## Textausschnitt
····················
Mit dieser Verordnung wurden der Rechtsstaat und die Verfassungsordnung ohne Zweifel schon deutlich geschwächt. Immerhin fanden trotzdem eine Woche später noch einmal vergleichsweise freie Wahlen statt. Lediglich die KPD war dadurch massiv beeinträchtigt, daß etliche KPD-Reichstagsabgeordnete und knapp 3.000 Funktionäre nach dem 28. Februar in „Schutzhaft“ genommen und die Parteibüros geschlossen wurden. Bei den Wahlen erhielt die NSDAP auch diesmal keine Mehrheit, obwohl sich die deutschen Industriellen unter dem Druck der Ereignisse und einer direkten Ansprache Hermann Görings erstmals zu einer namhaften Millionenspende für die Anfang des Jahres fast bankrotte Partei herbeigelassen hatten. 

Mit dem Tod Hindenburgs war Hitlers Machtfülle komplett

Trotz allem jedoch galt noch immer grundsätzlich die Weimarer Verfassung. Die beiden bisher erlassenen Verordnungen hatten aus dem Kanzler Hitler formal noch keinen Diktator werden lassen. Einstweilen trug ihn die Stimmung aus nationalem Aufbruch und Gewalt gegen störende politische Gegner, es fehlte aber noch ein Schlußstein zur persönlichen Herrschaft. Diesen Stein setzte der Reichstag am 24. März mit einem für vier Jahre geltenden Ermächtigungsgesetz, laut dem „die Regierung“ nun ohne Zustimmung des Parlaments Gesetze erlassen konnte, ausdrücklich auch verfassungswidrige. Desgleichen konnte sie nach eigenem Ermessen Verträge mit auswärtigen Mächten schließen und mit einer aus heutiger Sicht fast schon skurrilen Neuheit ausdrücklich auch unbegrenzt Kredit aufnehmen. Bis dato hatte in deutschen Regierungskreisen die Vorstellung geherrscht, man solle grundsätzlich nur ausgeben, was man auch einnehme.
····················
## Zu prüfende Daten

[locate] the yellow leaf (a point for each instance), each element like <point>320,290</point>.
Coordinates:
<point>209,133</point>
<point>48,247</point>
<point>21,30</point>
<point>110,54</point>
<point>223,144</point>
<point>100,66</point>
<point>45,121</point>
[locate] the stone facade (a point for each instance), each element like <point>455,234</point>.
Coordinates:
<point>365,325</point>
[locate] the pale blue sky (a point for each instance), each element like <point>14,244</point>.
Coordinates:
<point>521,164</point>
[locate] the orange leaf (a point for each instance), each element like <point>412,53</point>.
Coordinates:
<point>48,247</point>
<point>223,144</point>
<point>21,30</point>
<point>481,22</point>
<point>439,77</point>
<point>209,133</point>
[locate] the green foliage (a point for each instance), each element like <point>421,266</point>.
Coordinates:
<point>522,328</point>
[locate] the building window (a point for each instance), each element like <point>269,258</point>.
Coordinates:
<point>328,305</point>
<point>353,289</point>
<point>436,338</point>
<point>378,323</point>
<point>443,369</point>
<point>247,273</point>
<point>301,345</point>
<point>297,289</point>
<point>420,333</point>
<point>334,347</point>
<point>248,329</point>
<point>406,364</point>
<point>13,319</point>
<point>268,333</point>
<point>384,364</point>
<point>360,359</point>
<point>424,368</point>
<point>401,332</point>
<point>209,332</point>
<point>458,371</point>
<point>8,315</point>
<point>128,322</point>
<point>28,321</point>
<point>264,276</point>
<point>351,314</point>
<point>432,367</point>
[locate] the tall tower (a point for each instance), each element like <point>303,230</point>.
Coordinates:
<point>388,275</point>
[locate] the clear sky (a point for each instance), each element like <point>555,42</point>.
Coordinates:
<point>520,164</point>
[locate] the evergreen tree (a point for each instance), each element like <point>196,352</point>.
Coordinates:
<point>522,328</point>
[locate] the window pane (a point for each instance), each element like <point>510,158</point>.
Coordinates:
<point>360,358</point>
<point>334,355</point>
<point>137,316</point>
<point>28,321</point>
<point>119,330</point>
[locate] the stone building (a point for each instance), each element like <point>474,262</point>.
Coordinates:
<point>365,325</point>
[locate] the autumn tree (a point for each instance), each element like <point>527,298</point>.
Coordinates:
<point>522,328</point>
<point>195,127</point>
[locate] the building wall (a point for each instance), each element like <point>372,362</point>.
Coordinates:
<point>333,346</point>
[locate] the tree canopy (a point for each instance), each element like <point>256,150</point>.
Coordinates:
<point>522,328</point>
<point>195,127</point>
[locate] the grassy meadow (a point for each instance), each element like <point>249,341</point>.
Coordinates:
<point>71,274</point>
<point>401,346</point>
····················
## Aufgaben
#1 Zähle alle Befugnisse auf, die der Regierung laut dem Textausschnitt durch das Ermächtigungsgesetz eingeräumt wurden.
#2 Warum nennt der Textausschnitt die Erlaubnis zur unbegrenzten Kreditaufnahme eine Neuheit? Antworte in ein bis drei Sätzen.
#3 Schreibe den Textausschnitt über Hitlers Weg zur Alleinherrschaft im Anschluss an seinen letzten Satz weiter.
Die Zeilen sind eigenständiges Material und gehören nicht zum Textausschnitt.

## Lösungen nach Nummer
#1
- Gesetze ohne Zustimmung des Parlaments erlassen, ausdrücklich auch verfassungswidrige
- nach eigenem Ermessen Verträge mit auswärtigen Mächten schließen
- unbegrenzt Kredit aufnehmen

#2 Bis dahin herrschte in deutschen Regierungskreisen die Vorstellung, man solle grundsätzlich nur ausgeben, was man auch einnehme. Die unbegrenzte Kreditaufnahme brach mit diesem Grundsatz.

#3
Auch wenn immer noch die Regierung ermächtigt wurde und nicht der Kanzler als Person: Mit der Verkündung des Ermächtigungsgesetzes hing die Verfassungsordnung des Deutschen Reiches am seidenen Lebensfaden des Reichspräsidenten. Denn dessen Rechte blieben auch durch das Ermächtigungsgesetz „unberührt“, wie es in Artikel 2 lapidar hieß. Zu diesen präsidialen Rechten gehörte es aber, den Reichskanzler ohne weiteres entlassen zu können, womit dann auch das Ermächtigungsgesetz als Ganzes komplett hinfällig gewesen wäre, wie es in Artikel 5 für den Fall eines Regierungswechsels vorgesehen war.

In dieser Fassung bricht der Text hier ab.